(Material to process)
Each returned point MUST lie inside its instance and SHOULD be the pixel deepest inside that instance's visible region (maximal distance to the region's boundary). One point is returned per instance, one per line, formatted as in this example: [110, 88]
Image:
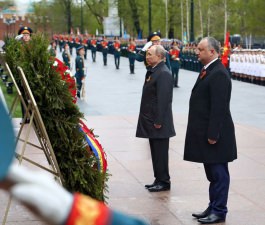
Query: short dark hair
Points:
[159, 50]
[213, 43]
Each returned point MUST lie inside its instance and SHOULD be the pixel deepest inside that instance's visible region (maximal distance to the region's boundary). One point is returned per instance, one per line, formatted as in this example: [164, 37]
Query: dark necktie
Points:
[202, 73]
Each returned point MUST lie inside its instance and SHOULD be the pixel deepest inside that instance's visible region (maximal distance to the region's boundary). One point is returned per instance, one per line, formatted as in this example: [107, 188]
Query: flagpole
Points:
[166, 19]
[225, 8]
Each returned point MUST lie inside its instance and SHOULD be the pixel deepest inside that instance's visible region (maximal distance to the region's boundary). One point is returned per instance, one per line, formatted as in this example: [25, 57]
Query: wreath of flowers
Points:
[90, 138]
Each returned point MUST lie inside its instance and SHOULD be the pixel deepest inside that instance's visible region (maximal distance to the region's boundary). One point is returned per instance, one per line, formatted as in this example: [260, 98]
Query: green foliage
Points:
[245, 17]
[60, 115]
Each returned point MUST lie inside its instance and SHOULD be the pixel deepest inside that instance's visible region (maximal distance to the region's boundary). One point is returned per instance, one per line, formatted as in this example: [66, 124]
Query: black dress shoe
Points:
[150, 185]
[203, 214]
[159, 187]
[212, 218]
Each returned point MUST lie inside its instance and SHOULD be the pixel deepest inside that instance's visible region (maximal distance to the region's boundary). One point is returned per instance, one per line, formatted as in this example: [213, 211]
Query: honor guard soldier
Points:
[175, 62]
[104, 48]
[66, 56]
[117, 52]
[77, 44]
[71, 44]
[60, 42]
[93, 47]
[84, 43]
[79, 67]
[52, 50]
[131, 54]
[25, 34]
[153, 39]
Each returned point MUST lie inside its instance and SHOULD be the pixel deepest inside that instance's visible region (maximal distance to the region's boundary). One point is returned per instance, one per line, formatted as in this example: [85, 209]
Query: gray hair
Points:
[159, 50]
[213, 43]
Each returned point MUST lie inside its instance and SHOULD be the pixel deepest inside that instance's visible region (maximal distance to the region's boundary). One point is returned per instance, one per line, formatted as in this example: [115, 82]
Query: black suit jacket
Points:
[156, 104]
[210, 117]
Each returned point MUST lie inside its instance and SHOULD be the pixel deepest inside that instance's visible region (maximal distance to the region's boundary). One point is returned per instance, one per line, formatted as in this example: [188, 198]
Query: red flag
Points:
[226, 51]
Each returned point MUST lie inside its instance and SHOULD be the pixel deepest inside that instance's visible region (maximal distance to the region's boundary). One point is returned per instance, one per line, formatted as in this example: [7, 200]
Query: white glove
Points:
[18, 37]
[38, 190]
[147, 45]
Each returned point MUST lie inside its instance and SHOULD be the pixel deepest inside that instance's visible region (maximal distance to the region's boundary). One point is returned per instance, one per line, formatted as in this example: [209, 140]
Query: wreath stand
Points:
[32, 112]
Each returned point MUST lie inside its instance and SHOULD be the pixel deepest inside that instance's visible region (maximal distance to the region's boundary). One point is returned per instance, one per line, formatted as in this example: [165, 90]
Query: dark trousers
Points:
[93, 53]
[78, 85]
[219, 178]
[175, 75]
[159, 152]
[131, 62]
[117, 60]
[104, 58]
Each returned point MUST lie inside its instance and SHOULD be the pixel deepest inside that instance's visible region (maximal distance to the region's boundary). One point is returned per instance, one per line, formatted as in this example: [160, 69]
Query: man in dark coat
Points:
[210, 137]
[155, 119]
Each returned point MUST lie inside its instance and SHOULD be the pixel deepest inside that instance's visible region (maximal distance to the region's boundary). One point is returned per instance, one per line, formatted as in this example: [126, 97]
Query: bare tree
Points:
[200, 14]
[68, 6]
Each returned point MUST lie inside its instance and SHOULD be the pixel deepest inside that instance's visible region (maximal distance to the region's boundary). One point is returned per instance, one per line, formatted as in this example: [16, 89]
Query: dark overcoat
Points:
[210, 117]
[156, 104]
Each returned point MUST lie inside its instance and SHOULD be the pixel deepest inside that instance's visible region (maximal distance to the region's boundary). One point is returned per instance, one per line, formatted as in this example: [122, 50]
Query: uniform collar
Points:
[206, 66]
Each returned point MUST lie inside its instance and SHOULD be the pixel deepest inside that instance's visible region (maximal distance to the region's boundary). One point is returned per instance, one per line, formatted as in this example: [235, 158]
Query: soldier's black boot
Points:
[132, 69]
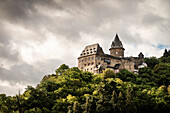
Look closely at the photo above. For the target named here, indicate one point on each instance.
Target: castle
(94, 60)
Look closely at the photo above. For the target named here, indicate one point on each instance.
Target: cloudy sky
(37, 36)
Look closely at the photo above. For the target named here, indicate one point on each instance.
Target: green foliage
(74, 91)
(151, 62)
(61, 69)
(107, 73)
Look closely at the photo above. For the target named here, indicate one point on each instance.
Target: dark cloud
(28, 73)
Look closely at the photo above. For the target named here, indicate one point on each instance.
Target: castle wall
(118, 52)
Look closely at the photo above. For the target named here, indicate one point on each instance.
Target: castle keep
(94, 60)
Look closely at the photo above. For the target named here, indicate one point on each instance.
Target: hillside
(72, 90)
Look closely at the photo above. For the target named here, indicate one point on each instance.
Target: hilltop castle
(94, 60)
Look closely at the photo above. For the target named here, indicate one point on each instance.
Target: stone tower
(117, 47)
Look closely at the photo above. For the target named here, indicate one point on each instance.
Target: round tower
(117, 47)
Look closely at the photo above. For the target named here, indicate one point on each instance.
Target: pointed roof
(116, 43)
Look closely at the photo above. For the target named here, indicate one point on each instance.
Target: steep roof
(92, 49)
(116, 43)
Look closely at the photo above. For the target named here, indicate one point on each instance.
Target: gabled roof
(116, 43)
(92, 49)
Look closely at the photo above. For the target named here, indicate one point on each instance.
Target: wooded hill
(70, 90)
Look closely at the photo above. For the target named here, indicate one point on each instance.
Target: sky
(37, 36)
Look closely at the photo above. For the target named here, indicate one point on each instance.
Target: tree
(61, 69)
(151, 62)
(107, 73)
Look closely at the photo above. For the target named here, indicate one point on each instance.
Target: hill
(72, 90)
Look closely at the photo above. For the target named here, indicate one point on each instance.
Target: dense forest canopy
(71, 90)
(End Material to process)
(Material to process)
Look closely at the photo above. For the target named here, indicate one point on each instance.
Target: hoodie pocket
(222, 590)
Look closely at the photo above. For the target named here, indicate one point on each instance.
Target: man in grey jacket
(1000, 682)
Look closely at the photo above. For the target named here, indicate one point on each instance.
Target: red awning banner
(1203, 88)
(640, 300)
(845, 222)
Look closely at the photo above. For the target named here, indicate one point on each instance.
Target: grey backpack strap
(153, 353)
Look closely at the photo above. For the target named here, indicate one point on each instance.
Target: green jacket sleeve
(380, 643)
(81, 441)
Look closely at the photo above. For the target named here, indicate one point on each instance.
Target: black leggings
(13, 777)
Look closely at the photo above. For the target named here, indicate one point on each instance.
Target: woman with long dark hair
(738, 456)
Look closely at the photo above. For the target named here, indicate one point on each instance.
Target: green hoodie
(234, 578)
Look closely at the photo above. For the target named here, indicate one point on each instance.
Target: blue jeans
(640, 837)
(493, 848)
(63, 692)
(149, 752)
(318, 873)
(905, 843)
(End Material to process)
(Material to process)
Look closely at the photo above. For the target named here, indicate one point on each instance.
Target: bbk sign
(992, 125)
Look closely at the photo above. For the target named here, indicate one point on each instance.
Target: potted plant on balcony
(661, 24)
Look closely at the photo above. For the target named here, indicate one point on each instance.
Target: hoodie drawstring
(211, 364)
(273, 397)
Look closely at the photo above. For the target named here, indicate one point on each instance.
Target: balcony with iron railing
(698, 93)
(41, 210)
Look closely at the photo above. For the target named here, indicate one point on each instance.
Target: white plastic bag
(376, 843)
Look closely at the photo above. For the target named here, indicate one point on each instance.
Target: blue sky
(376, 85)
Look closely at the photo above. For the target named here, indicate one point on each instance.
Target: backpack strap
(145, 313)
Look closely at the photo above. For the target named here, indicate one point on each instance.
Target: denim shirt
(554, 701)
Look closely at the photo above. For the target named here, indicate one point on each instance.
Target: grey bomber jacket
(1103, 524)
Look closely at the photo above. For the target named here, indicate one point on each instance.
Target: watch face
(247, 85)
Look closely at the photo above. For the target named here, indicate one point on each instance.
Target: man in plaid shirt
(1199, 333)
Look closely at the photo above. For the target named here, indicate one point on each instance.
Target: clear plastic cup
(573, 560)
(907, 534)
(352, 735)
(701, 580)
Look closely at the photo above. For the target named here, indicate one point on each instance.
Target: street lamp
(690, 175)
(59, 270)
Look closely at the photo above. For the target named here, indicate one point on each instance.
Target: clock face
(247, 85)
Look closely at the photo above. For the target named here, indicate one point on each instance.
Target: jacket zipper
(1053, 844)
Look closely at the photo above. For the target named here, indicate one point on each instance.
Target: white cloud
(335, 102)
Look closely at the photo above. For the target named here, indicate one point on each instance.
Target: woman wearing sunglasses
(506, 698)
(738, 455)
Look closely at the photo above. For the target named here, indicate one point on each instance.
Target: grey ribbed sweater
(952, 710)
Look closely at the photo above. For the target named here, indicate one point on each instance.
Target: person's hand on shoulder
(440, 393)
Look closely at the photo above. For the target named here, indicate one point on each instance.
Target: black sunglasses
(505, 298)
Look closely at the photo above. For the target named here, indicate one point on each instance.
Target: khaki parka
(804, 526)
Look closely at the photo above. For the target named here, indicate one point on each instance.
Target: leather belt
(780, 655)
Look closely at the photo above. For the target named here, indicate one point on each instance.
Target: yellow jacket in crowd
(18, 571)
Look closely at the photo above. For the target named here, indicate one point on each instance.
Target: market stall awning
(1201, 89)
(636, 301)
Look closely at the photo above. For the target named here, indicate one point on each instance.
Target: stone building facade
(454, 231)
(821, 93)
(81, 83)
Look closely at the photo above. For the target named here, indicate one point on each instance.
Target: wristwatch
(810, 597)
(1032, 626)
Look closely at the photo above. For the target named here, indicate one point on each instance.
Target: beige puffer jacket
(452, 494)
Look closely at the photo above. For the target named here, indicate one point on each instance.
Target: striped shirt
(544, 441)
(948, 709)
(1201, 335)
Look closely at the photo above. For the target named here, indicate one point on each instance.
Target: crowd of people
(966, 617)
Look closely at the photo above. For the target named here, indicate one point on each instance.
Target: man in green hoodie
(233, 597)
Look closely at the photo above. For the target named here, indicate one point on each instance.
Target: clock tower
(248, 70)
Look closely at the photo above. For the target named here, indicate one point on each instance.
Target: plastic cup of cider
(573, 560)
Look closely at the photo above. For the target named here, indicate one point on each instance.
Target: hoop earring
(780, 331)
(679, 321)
(End Material to process)
*What to produce:* Every line of the entries above that includes "wreath" should be copied.

*Finished task:*
Query: wreath of flowers
Query: wreath stand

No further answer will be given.